Locate the line that contains "Place a marker on the side". Print it and every subsequent line through the final line of the records, exactly and only those.

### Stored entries
..........
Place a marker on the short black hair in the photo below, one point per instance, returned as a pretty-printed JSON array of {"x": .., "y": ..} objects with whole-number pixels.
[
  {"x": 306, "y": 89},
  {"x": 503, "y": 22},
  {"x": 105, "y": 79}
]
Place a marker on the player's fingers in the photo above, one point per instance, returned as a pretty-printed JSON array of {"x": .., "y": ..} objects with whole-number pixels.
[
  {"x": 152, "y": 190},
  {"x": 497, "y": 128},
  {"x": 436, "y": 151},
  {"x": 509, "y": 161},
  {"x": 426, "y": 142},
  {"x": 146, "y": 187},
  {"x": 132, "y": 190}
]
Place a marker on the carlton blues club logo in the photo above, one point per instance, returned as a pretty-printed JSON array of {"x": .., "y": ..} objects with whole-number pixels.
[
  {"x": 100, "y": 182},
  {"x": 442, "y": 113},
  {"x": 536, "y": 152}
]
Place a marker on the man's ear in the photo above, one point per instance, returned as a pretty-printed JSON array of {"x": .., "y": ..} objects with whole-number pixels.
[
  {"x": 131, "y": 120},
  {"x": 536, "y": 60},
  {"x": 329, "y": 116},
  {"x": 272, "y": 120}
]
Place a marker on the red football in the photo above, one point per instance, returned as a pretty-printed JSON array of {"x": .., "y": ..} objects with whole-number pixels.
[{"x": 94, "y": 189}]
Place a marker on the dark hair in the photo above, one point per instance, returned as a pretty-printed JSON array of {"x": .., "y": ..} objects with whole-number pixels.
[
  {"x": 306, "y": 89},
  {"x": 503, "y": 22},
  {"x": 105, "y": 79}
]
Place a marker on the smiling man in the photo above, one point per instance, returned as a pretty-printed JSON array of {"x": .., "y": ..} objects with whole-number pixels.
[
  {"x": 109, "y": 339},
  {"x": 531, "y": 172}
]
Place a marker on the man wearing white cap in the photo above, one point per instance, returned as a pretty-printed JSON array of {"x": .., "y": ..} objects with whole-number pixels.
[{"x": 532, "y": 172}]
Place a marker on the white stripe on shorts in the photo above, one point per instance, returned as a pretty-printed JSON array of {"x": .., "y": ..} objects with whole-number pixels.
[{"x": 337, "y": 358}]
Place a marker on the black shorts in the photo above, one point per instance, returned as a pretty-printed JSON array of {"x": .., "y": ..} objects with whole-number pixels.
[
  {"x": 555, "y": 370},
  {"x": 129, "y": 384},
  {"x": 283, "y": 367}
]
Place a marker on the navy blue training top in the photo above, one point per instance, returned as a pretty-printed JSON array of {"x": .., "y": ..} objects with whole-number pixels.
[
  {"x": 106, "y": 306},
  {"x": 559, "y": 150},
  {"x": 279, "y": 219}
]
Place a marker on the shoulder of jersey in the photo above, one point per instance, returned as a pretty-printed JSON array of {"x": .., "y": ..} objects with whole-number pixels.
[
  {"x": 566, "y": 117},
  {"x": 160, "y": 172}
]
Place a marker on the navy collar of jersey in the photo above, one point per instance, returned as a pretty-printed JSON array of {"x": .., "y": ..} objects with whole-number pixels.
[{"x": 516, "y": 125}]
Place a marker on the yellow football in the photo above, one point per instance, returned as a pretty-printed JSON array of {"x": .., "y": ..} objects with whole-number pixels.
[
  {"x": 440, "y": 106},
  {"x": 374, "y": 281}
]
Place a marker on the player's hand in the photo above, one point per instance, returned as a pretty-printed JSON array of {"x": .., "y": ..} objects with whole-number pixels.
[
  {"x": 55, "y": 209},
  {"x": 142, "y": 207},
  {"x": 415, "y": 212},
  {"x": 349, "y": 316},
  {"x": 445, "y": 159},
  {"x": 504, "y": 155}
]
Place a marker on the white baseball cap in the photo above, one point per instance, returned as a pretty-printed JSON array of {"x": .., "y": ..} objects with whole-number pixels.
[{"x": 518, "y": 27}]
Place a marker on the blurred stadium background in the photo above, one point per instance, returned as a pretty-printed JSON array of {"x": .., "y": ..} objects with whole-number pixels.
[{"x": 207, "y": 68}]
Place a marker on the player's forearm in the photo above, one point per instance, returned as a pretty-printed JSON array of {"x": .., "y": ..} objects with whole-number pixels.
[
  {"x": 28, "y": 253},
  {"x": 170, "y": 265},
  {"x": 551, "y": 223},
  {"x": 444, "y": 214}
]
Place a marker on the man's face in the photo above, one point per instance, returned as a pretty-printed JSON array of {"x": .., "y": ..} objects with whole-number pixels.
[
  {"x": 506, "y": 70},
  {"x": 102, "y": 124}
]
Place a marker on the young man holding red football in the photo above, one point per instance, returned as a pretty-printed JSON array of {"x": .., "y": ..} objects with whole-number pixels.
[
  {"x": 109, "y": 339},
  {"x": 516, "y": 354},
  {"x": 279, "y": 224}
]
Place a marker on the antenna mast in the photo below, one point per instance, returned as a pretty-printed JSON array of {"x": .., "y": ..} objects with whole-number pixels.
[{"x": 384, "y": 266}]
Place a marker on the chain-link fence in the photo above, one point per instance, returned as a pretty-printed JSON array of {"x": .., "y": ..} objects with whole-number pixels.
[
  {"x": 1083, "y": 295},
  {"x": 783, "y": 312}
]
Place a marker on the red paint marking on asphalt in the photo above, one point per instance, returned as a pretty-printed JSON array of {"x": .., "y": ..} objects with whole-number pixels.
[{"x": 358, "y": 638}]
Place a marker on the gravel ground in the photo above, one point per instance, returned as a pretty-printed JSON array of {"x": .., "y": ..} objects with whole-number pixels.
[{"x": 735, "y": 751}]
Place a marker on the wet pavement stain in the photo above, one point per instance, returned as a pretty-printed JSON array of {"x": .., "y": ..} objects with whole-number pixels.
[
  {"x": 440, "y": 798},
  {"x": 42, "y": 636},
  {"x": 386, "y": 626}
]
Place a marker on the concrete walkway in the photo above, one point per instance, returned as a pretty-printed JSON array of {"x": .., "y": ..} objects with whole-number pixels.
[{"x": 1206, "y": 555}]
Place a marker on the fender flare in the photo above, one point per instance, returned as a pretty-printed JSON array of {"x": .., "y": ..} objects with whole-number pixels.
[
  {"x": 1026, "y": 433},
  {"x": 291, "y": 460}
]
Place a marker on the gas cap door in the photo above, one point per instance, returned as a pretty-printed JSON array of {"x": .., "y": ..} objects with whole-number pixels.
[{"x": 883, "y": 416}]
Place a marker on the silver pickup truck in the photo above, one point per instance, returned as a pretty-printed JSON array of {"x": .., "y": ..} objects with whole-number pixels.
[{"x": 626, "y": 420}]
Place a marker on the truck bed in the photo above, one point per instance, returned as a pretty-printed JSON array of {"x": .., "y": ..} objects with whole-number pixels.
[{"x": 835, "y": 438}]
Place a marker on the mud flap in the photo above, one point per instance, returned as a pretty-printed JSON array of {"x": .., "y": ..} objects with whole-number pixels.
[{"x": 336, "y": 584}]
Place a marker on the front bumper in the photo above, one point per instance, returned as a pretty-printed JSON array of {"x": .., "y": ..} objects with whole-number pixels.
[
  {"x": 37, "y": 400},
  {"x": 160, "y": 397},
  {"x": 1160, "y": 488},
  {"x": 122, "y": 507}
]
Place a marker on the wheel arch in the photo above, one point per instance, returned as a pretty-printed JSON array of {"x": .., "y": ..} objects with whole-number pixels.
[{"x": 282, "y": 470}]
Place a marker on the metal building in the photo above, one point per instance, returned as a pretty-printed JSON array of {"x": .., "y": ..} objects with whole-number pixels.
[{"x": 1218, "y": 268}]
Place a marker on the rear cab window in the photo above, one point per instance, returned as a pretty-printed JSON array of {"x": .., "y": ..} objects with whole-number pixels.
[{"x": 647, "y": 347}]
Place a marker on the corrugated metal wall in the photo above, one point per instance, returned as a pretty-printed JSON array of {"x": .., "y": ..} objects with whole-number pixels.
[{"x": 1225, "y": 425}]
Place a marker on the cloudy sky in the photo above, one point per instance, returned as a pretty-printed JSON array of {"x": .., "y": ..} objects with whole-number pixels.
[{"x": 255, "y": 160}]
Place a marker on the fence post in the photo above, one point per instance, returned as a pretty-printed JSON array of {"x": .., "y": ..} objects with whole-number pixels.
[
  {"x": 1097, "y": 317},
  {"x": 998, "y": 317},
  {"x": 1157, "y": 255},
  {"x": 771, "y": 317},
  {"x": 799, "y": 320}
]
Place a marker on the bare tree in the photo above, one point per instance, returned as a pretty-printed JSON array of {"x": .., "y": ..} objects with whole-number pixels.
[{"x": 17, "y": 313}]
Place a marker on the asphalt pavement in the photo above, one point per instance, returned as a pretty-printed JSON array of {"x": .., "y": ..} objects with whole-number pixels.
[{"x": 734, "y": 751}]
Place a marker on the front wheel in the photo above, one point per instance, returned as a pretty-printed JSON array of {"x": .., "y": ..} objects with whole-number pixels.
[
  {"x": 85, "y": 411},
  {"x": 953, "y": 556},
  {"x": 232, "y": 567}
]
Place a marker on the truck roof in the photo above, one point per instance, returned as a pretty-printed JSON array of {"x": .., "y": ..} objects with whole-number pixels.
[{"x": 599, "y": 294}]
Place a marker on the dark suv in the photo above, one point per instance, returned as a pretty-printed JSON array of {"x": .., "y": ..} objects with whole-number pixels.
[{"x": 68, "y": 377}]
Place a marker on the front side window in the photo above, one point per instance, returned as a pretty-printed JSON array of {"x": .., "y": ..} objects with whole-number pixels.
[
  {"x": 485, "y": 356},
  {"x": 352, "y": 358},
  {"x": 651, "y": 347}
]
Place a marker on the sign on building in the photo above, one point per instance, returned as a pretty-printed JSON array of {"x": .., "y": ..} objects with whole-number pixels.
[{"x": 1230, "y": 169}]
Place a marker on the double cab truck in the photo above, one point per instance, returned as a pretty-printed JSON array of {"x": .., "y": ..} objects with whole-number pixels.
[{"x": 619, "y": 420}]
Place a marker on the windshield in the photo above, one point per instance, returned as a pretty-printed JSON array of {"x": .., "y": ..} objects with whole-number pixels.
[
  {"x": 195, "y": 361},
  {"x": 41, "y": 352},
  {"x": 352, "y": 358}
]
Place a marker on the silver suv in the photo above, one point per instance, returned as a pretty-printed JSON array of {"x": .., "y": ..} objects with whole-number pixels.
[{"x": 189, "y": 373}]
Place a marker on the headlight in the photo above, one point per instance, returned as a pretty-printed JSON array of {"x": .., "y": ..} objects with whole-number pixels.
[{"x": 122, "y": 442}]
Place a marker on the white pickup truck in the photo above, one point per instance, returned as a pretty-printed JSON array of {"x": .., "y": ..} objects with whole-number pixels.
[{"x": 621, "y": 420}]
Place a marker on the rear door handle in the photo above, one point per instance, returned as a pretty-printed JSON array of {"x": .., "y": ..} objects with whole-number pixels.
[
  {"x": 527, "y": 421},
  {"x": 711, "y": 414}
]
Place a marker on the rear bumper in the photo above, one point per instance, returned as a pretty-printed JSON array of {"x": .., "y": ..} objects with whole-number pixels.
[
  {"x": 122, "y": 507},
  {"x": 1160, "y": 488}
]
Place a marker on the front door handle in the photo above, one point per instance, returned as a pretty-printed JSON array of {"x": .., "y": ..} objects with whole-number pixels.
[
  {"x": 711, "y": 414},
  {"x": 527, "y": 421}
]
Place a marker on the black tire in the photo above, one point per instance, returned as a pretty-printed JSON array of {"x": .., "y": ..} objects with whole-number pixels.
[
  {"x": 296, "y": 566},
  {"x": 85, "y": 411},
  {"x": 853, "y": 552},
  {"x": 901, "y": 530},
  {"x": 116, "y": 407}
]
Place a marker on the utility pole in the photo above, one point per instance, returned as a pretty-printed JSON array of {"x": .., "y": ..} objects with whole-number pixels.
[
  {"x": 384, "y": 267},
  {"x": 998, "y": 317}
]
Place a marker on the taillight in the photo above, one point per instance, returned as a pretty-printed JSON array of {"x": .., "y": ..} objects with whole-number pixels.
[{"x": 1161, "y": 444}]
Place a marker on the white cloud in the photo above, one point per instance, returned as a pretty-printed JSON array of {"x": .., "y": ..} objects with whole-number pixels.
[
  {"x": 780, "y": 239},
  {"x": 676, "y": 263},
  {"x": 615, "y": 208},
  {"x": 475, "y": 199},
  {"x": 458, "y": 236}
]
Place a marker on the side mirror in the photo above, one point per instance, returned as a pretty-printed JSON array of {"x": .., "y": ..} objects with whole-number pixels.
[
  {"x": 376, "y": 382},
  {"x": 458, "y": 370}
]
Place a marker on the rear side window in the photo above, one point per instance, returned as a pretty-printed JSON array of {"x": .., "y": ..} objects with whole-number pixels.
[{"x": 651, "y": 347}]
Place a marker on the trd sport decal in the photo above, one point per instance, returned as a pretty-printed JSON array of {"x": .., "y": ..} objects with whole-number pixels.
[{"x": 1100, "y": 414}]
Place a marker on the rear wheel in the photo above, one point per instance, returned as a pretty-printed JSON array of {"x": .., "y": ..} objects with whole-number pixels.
..........
### Solution to the problem
Place a marker on the side mirror in the photo above, one point per instance, returned as a pretty-printed JSON array of {"x": .., "y": ..} objects with whole-number pixels.
[
  {"x": 376, "y": 382},
  {"x": 458, "y": 370}
]
Place a marker on the rear side window in the photo above, one point per instance, returned as a pretty-printed JSON array of {"x": .., "y": ..} objects with whole-number pixels.
[{"x": 651, "y": 347}]
Place a marker on the trd sport decal in the photo above, one point per instance, returned as a pretty-printed JSON array of {"x": .., "y": ..} objects with whole-number pixels.
[{"x": 1100, "y": 414}]
Place a marker on the rear wheel in the photo above, one point per instance, returned as a pretty-printed JSON array of {"x": .., "y": ..} objects with whole-number pixels.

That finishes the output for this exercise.